No, lo que ocurre es que se estima indecoroso que un Estado carezca de tribunales. En 1919, el VIII Congreso del Partido añadió a su programa: «lograr que toda la población obrera, sin excepción, se incorpore a la función judicial».«A todos sin excepción» no se les pudo incorporar, porque la administración de justicia es un asunto delicado, ¡pero tampoco era cuestión de pasarse sin tribunales!
Por lo demás, nuestros tribunales políticos (las magistraturas especiales de los tribunales de distrito, los tribunales militares regionales y todos los Tribunales Supremos) seguían unánimemente el ejemplo de la OSO y evitaron como ella el engorro de celebrar vistas judiciales públicas o debates entre las partes litigantes.
Su rasgo primero y fundamental era el secreto. Eran tribunales a puerta cerrada, ante todo por propia conveniencia.
Y tan acostumbrados estamos a que millones y millones de personas hayan sido juzgadas a puerta cerrada, hasta tal punto nos hemos hecho ya a la idea, que siempre te encuentras con alguien, el hijo, el hermano o el sobrino de un acusado, intoxicado de propaganda, capaz de espetarte convencido: «¿Pues qué querías? Si es a puerta cerrada, será porque el caso se las trae...¡Sería información para el enemigo! No se puede permitir...».

Material de estudio:
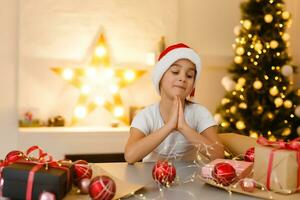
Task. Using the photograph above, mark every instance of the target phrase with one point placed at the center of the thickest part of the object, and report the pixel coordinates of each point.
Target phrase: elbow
(129, 158)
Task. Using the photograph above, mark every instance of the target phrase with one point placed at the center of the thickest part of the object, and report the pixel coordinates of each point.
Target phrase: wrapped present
(28, 179)
(242, 168)
(277, 165)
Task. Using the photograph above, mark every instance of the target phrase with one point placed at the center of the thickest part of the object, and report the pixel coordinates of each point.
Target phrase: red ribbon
(39, 163)
(293, 145)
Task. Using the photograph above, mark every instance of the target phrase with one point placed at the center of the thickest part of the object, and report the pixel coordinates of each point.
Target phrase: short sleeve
(140, 122)
(204, 119)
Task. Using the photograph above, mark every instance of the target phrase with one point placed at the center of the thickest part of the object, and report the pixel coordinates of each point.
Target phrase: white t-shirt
(175, 144)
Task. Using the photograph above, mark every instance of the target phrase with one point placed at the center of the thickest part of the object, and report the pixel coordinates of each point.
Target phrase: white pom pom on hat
(169, 56)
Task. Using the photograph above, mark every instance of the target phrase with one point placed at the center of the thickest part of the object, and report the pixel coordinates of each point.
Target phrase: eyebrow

Consigna: Continúa, por favor, el texto sobre los tribunales a puerta cerrada a partir de su última oración. Las entradas proceden de otra fuente.

Respuesta:
Y así, por temor a dar «información al enemigo», escondíamos la cabeza entre nuestras propias rodillas. ¿Acaso en nuestro país alguien recuerda, excepto las ratas de biblioteca, que a Karakózov, el que disparó contra el zar, le designaron un abogado defensor? ¿Que a Zheliábov y a todos los miembros de Naródnaya Volia*los juzgaron a puerta abierta, sin temer que ello revelara «información a los turcos»? ¿O que a Vera Zasúlich, que disparó —por traducir a nuestra terminología actual– contra el jefe de la Dirección del MVD en la capital del Estado (faltó poco para que la herida fuera mortal, pero no acertó, aunque el calibre del arma era como para cazar osos) no sólo no la liquidaron en una mazmorra, no sólo no la juzgaron a puerta cerrada, sino que tuvo un juicio público conjurado (y no una troika), salió absuelta , y se marchó en carroza entre ovaciones?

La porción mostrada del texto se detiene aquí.